** ACTION ITEM **
Below are several records. Retype exactly those lines running from the one with "Shelf-audit tagging: put a marker on the stool, one" through the one with "Shelf-audit tagging: put a marker on the white interior", end lines included, and no others.

** MATERIAL FOR THIS EXERCISE **
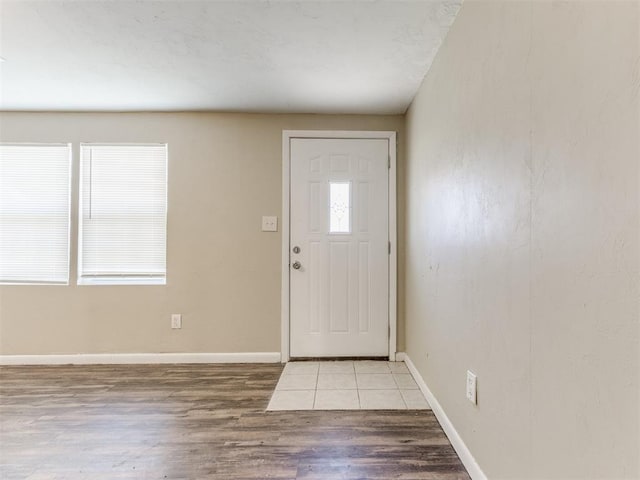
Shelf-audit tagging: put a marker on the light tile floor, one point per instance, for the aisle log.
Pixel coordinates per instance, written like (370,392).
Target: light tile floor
(347,385)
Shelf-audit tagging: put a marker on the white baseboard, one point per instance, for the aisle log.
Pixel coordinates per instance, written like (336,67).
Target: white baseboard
(456,441)
(140,358)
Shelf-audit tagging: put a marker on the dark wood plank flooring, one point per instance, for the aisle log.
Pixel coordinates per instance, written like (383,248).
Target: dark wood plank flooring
(199,422)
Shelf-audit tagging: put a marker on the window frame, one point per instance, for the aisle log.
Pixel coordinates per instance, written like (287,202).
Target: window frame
(119,279)
(69,147)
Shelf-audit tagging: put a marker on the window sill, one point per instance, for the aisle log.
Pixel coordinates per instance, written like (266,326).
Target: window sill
(122,281)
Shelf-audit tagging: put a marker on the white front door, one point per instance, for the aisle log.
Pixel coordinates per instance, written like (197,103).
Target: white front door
(339,254)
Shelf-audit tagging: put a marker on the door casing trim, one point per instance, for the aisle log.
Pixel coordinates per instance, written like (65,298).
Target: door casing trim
(287,135)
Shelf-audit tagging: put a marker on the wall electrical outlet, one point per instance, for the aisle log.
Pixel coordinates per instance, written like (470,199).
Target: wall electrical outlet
(472,390)
(269,224)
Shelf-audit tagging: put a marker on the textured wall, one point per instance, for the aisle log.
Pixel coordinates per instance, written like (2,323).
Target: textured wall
(223,273)
(522,260)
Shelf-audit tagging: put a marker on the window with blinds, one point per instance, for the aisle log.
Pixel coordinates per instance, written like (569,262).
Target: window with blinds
(34,213)
(123,214)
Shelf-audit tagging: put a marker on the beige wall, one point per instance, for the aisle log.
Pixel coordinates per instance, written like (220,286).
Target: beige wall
(225,172)
(522,255)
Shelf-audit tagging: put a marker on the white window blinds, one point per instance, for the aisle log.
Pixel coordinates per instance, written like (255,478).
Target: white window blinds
(123,212)
(34,213)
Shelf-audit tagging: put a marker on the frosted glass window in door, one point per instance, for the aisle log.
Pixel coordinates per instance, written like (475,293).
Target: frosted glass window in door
(339,207)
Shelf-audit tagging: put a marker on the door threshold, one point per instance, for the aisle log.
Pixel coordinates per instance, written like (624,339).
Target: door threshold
(329,359)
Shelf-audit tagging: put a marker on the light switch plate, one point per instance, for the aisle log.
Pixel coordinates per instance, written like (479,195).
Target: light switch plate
(269,224)
(472,392)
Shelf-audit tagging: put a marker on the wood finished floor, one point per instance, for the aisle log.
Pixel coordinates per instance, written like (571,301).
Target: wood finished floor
(200,422)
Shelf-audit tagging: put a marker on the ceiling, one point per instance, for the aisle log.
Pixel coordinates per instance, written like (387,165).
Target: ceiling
(251,56)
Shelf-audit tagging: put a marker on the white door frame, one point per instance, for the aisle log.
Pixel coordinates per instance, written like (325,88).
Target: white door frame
(287,135)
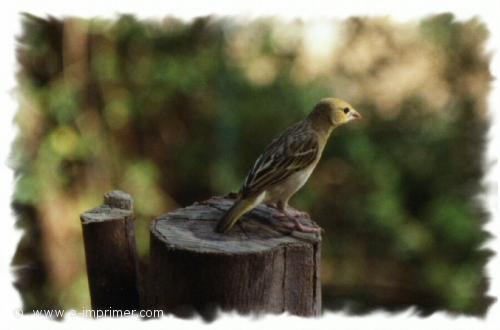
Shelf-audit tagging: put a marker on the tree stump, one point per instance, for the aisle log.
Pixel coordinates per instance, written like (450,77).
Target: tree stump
(110,253)
(259,266)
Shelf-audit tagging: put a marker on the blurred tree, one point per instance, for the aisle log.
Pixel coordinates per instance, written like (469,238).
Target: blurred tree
(173,112)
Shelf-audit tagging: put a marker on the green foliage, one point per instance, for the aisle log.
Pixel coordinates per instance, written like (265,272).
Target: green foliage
(175,112)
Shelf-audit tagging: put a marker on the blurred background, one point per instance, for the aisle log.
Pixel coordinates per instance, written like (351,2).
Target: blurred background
(174,112)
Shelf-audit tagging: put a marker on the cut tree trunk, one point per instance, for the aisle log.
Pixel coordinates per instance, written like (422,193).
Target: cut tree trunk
(260,266)
(110,253)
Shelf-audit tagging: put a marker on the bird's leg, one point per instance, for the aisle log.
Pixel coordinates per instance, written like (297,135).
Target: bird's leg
(286,214)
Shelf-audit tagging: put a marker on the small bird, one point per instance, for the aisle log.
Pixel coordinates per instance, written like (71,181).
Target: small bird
(286,164)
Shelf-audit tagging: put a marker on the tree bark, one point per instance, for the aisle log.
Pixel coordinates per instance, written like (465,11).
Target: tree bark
(259,266)
(110,253)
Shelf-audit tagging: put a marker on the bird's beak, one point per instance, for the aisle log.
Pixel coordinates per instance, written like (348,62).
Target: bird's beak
(356,115)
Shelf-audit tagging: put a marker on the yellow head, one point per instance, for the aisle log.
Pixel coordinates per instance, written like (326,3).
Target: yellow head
(335,111)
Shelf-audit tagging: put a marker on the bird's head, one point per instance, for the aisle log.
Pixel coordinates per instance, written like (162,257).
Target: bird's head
(335,111)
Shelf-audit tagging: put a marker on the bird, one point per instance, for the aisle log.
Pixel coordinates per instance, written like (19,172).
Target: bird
(287,163)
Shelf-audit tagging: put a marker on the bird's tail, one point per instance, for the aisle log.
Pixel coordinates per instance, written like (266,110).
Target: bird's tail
(240,207)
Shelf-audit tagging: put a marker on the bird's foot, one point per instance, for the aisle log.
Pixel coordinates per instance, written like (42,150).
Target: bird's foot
(295,215)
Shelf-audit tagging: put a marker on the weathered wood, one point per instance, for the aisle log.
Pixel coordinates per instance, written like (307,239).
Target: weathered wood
(110,252)
(259,266)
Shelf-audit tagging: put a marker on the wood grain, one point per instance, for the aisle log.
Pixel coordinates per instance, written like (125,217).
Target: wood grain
(260,266)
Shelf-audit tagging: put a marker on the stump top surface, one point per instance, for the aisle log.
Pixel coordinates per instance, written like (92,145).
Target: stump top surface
(104,213)
(192,228)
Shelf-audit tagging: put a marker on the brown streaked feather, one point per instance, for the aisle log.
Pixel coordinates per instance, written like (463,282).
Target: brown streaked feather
(295,149)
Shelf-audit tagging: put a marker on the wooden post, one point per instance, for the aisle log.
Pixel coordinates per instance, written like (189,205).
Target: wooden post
(259,266)
(110,252)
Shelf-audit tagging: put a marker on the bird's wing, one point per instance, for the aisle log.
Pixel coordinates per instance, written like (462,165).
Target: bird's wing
(295,149)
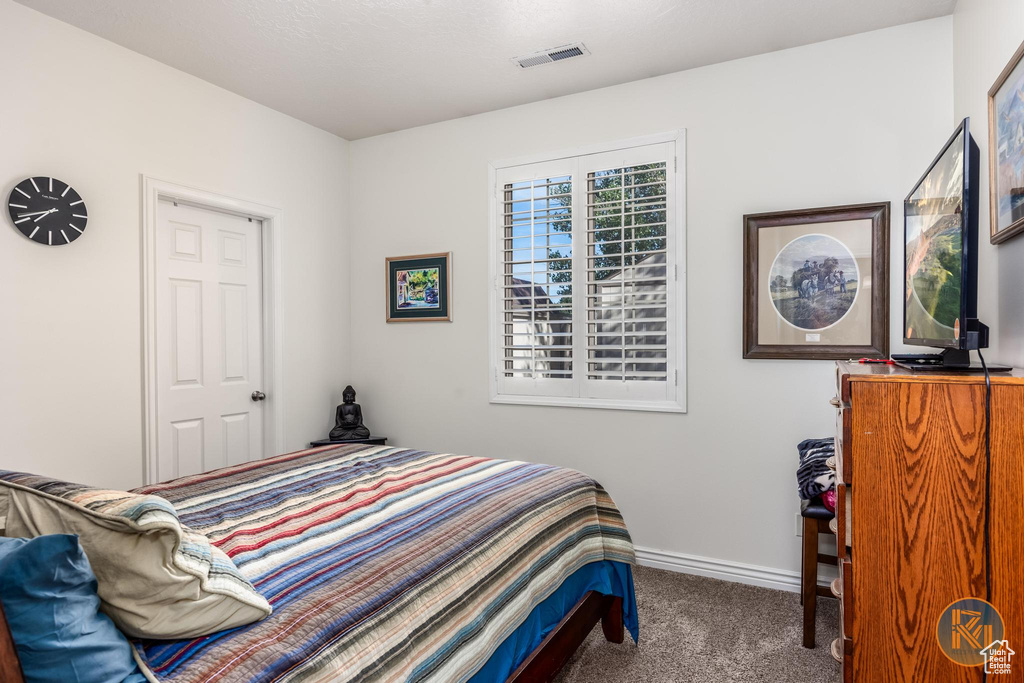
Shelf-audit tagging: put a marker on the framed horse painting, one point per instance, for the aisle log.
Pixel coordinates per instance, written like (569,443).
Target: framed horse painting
(816,283)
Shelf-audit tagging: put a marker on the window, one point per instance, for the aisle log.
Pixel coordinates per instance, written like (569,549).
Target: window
(588,305)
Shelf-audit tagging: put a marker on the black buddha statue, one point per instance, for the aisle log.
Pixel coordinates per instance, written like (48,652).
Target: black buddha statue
(348,419)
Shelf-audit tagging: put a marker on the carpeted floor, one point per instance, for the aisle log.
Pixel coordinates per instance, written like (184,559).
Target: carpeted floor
(704,630)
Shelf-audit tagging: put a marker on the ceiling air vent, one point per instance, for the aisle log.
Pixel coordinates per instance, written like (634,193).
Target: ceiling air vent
(554,54)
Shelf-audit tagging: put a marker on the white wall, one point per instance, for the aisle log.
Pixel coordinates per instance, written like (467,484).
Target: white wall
(83,110)
(847,121)
(986,33)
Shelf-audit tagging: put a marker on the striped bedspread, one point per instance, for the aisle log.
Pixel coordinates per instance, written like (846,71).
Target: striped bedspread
(382,563)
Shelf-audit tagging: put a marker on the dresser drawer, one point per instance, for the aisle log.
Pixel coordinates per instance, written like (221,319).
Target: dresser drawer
(844,428)
(846,597)
(843,522)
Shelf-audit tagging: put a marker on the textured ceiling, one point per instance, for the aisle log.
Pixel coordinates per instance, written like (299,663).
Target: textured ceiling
(360,68)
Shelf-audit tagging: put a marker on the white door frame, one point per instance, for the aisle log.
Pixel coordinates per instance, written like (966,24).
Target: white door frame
(271,217)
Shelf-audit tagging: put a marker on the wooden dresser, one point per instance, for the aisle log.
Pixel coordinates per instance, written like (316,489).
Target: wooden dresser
(911,481)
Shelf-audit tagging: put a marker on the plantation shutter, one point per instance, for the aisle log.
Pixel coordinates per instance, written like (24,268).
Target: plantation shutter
(629,314)
(536,281)
(587,300)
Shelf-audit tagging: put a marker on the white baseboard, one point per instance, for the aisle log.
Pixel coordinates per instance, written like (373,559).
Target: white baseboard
(753,574)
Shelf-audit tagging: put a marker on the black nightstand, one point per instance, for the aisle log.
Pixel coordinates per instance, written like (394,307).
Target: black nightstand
(373,440)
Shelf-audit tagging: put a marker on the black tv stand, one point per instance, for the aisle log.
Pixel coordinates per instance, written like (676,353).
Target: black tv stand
(950,360)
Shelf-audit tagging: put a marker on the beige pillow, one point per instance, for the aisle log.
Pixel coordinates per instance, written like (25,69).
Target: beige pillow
(157,578)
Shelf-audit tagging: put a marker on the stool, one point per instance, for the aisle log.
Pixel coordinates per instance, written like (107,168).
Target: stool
(816,517)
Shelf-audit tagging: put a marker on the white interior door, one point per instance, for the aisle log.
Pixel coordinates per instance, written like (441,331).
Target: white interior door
(209,340)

** RESULT BELOW **
Shelf-audit tagging: put a marker on the stool, one point per instance, for the aisle log.
Pixel coordinates per instance, written like (107,168).
Target: stool
(816,517)
Shelf-audit tagging: put a marker on the white interior door, one point per instance, for the aisle log.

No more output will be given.